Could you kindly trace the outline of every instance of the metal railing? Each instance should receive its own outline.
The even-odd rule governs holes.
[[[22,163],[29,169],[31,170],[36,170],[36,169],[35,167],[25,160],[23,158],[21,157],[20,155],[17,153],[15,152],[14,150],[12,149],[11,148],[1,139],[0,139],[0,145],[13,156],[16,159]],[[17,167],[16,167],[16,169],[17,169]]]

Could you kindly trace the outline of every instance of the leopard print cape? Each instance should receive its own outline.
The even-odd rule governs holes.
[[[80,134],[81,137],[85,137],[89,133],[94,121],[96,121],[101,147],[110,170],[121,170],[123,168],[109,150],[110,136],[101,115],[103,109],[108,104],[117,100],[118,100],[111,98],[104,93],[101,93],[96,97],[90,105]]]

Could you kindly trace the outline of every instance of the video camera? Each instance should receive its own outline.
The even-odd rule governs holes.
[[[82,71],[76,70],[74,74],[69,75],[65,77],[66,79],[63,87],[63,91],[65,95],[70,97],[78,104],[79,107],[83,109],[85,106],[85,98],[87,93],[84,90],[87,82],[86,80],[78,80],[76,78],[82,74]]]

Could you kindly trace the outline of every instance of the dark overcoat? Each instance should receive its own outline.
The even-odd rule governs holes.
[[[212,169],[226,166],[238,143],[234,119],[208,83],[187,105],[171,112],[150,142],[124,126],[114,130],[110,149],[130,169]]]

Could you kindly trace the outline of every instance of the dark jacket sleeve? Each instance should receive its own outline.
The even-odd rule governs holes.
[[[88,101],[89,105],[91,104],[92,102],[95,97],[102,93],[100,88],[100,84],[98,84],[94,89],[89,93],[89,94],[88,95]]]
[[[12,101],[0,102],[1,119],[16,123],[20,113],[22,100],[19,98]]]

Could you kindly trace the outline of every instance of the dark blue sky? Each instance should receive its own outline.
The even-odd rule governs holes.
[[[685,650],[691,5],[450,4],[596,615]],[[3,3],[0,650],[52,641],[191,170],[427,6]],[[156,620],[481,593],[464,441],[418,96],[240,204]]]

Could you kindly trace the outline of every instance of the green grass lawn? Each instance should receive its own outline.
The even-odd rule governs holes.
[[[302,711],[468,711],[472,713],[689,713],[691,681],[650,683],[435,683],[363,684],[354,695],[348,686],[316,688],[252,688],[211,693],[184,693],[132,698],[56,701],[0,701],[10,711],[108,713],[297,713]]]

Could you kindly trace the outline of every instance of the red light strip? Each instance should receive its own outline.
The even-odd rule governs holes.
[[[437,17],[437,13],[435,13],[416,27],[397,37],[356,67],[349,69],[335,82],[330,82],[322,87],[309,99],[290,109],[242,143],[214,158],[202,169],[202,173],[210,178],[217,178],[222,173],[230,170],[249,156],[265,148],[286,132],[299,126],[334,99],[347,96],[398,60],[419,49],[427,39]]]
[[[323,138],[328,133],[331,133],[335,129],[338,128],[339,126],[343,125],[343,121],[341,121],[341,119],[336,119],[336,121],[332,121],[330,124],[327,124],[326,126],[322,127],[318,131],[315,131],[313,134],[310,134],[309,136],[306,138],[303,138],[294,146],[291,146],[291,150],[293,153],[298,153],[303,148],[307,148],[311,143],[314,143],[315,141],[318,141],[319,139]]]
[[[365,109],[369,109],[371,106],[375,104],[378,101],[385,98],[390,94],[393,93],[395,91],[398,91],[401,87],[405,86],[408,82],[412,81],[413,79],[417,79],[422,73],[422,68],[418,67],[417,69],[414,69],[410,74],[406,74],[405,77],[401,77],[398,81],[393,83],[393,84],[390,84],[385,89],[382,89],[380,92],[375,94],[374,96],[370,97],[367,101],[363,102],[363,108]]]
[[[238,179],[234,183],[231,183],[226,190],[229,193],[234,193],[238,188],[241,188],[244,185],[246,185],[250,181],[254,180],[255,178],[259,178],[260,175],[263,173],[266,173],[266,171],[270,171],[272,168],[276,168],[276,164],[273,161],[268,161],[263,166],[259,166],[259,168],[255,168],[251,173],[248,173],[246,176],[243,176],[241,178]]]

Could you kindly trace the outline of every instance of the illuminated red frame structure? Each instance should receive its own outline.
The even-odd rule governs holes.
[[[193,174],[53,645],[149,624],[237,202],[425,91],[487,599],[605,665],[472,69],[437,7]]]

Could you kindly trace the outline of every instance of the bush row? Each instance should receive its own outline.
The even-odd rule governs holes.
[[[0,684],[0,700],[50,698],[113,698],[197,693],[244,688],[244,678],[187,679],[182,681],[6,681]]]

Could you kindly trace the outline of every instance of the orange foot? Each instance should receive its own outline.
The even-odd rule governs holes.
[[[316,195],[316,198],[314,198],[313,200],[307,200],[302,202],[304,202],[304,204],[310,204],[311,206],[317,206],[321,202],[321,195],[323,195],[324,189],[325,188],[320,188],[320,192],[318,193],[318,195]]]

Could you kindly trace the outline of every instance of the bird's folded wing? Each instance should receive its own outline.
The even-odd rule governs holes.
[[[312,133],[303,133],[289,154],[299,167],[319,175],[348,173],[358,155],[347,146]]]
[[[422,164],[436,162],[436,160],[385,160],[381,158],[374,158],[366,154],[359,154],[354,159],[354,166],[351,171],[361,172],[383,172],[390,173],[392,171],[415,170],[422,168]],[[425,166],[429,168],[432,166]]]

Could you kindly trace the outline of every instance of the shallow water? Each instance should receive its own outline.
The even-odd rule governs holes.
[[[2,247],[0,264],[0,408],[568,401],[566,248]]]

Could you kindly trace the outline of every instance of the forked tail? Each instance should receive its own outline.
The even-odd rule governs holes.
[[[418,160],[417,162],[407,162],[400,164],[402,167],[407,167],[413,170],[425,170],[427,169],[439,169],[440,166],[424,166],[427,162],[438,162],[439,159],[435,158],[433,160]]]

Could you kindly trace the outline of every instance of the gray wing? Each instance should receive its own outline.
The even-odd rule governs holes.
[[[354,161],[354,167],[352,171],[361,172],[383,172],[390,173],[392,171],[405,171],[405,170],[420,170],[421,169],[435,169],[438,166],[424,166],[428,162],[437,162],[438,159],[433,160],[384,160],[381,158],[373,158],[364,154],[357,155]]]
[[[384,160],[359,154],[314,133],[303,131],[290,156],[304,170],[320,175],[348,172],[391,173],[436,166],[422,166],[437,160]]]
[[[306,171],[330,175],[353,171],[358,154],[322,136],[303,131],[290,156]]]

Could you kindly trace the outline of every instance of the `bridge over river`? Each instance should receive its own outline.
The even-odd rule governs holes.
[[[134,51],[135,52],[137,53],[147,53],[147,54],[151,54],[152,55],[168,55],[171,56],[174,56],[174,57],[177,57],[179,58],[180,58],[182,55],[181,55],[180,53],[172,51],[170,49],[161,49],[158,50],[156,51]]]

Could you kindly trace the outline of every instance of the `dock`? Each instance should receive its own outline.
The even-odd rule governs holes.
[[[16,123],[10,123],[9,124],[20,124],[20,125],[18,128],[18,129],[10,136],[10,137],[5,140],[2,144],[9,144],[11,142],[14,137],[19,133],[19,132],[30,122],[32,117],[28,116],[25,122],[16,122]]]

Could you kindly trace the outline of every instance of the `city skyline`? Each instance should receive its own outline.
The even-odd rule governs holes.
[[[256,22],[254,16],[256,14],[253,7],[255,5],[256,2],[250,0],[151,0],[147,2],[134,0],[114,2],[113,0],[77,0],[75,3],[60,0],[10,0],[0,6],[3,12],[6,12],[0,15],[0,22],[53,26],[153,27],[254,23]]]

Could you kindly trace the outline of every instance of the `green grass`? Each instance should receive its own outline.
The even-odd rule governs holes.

----

EXERCISE REQUIREMENTS ▸ Every record above needs to be repeated word for word.

OUTPUT FOR THIS EXERCISE ▸
Could you kindly trace the outline of every instance of the metal railing? Each instance should receive its own outline.
The even-odd rule governs holes.
[[[22,163],[29,169],[31,170],[36,170],[36,169],[35,167],[25,160],[23,158],[21,157],[20,155],[17,153],[15,152],[14,150],[12,149],[11,148],[1,139],[0,139],[0,145],[13,156],[16,159]],[[17,167],[16,167],[16,169],[17,169]]]

Could you kindly trace the outline of every instance of the leopard print cape? Each instance should receive its own outline.
The even-odd rule governs holes.
[[[80,134],[81,137],[85,137],[89,133],[94,121],[96,121],[101,147],[110,170],[121,170],[123,168],[109,150],[110,136],[101,115],[103,109],[108,104],[117,100],[118,100],[111,98],[104,93],[101,93],[96,97],[90,105]]]

Could you kindly trace the outline of every instance of the video camera? Each instance should receive its own outline.
The even-odd rule governs holes.
[[[82,71],[76,70],[74,74],[69,75],[65,77],[66,79],[63,87],[63,91],[65,95],[70,97],[78,104],[79,107],[83,109],[85,106],[85,98],[87,93],[84,90],[87,82],[86,80],[78,80],[76,78],[82,74]]]

Could you kindly trace the outline of every instance of the dark overcoat? Each instance should receive its own outline.
The even-odd rule governs holes.
[[[212,169],[226,166],[238,143],[234,119],[208,83],[187,105],[171,112],[150,142],[124,126],[114,130],[110,149],[130,169]]]

Could you kindly trace the outline of every instance of the dark jacket sleeve? Each instance should receive its own outline.
The even-odd rule governs holes.
[[[88,101],[89,105],[91,104],[92,102],[95,97],[102,93],[100,88],[100,84],[98,84],[94,89],[89,93],[89,94],[88,95]]]
[[[12,101],[0,102],[1,119],[16,123],[20,113],[22,100],[19,98]]]

Could you kindly trace the outline of every instance of the dark blue sky? Each instance should receive its own outline.
The even-odd rule governs holes.
[[[685,650],[691,5],[450,4],[596,615]],[[3,3],[0,650],[52,641],[191,170],[427,6]],[[156,620],[481,593],[464,441],[418,96],[240,204]]]

Could you kindly trace the outline of every instance of the green grass lawn? Each instance should receive its own outline.
The even-odd rule governs holes.
[[[302,711],[468,711],[472,713],[689,713],[691,681],[650,683],[435,683],[363,684],[354,695],[348,686],[316,688],[252,688],[211,693],[184,693],[132,698],[56,701],[0,701],[10,711],[108,713],[297,713]]]

Could you kindly trace the outline of every instance of the red light strip? Each instance should receive its own outline.
The even-odd rule governs holes.
[[[437,17],[437,13],[435,13],[416,27],[397,37],[356,67],[349,69],[335,82],[330,82],[322,87],[309,99],[290,109],[242,143],[214,158],[202,169],[202,173],[210,178],[217,178],[222,173],[230,170],[249,156],[265,148],[286,132],[299,126],[334,99],[347,96],[398,60],[419,49],[427,39]]]
[[[323,138],[328,133],[331,133],[335,129],[338,128],[339,126],[343,125],[343,121],[341,121],[341,119],[336,119],[336,121],[332,121],[330,124],[327,124],[326,126],[322,127],[318,131],[315,131],[313,134],[310,134],[309,136],[306,138],[303,138],[294,146],[291,146],[291,150],[293,153],[298,153],[303,148],[307,148],[311,143],[314,143],[315,141],[318,141],[319,139]]]
[[[365,109],[369,109],[371,106],[375,104],[378,101],[385,98],[390,94],[393,93],[395,91],[398,91],[401,87],[405,86],[408,82],[412,81],[413,79],[417,79],[422,73],[422,68],[418,67],[417,69],[414,69],[410,74],[406,74],[405,77],[401,77],[398,81],[393,83],[393,84],[390,84],[385,89],[382,89],[380,92],[375,94],[374,96],[370,97],[367,101],[363,102],[363,108]]]
[[[238,179],[234,183],[231,183],[226,190],[229,193],[234,193],[238,188],[241,188],[244,185],[246,185],[250,181],[254,180],[255,178],[259,178],[260,175],[263,173],[266,173],[266,171],[270,171],[272,168],[276,168],[276,164],[273,161],[268,161],[263,166],[259,166],[259,168],[255,168],[251,173],[248,173],[246,176],[243,176],[241,178]]]

Could you kindly trace the outline of every instance of the illuminated red frame structure? Each instance should receive its own outline.
The even-odd rule governs holes.
[[[193,174],[53,645],[149,624],[237,202],[425,91],[487,599],[605,665],[472,69],[437,7]]]

Could you kindly trace the outline of every instance of the bush row? Each instance should receive its own outline.
The even-odd rule governs holes.
[[[0,684],[0,700],[50,698],[113,698],[197,693],[244,688],[244,678],[187,679],[182,681],[6,681]]]

Could you kindly trace the outline of every instance of the orange foot? Each instance should receive its own outline.
The even-odd rule governs holes.
[[[316,195],[316,198],[314,198],[313,200],[307,200],[302,202],[304,202],[304,204],[310,204],[311,206],[317,206],[321,202],[321,195],[323,195],[324,189],[325,188],[320,188],[320,192],[318,193],[318,195]]]

Could you kindly trace the outline of every instance of the bird's folded wing? Each instance should receive its own outline.
The even-odd rule governs holes.
[[[312,133],[303,133],[289,154],[299,167],[319,175],[348,173],[358,155],[347,146]]]
[[[422,164],[436,162],[436,160],[385,160],[381,158],[374,158],[366,154],[359,154],[354,159],[354,166],[351,171],[361,172],[383,172],[390,173],[392,171],[415,170],[422,168]],[[425,166],[429,168],[432,166]]]

Could you kindly trace the outline of every instance of the shallow water? Each instance should receive its own outline.
The even-odd rule governs holes.
[[[2,247],[0,264],[0,408],[568,401],[566,248]]]

Could you kindly trace the outline of every instance of the forked tail? Each instance should receive its own outline.
The even-odd rule governs holes.
[[[418,160],[417,162],[407,162],[400,164],[402,167],[407,167],[413,170],[425,170],[427,169],[439,169],[440,166],[424,166],[427,162],[438,162],[439,159],[435,158],[433,160]]]

Could you kindly trace the outline of every instance of the gray wing? Each instance should receive its own outline.
The even-odd rule governs holes.
[[[354,161],[354,167],[352,171],[361,172],[383,172],[390,173],[392,171],[405,171],[405,170],[420,170],[421,169],[435,169],[438,166],[424,166],[428,162],[437,162],[438,159],[433,160],[384,160],[381,158],[373,158],[364,154],[357,155]]]
[[[384,160],[359,154],[314,133],[303,131],[290,156],[304,170],[320,175],[348,172],[391,173],[436,166],[422,166],[437,160]]]
[[[306,171],[330,175],[353,171],[358,154],[322,136],[303,131],[290,156]]]

Could you kindly trace the outline of every instance of the `bridge over river`? Each instance should receive its own outline.
The even-odd rule governs holes.
[[[134,51],[135,52],[137,53],[147,53],[147,54],[151,54],[152,55],[168,55],[171,56],[174,56],[174,57],[177,57],[179,58],[180,58],[182,55],[181,55],[180,53],[172,51],[170,49],[161,49],[158,50],[156,51]]]

Could you kindly trace the outline of every instance of the `dock`? Each instance should receive its own outline.
The even-odd rule governs holes.
[[[16,123],[10,123],[9,124],[20,124],[20,125],[18,128],[18,129],[10,136],[10,137],[5,140],[2,144],[9,144],[11,142],[14,137],[19,133],[19,132],[30,122],[32,117],[28,116],[25,122],[16,122]]]

Could you kindly trace the outline of every instance of the `city skyline`? Each instance should receive its own outline.
The even-odd rule governs holes.
[[[256,22],[254,16],[256,14],[253,7],[255,5],[256,2],[250,0],[151,0],[147,2],[134,0],[114,2],[113,0],[77,0],[75,3],[60,0],[10,0],[0,6],[3,12],[6,12],[0,15],[0,22],[53,26],[153,27],[254,23]]]

Could you kindly trace the outline of every instance of the `green grass`? Each instance should receive its own outline.
The even-odd rule governs holes.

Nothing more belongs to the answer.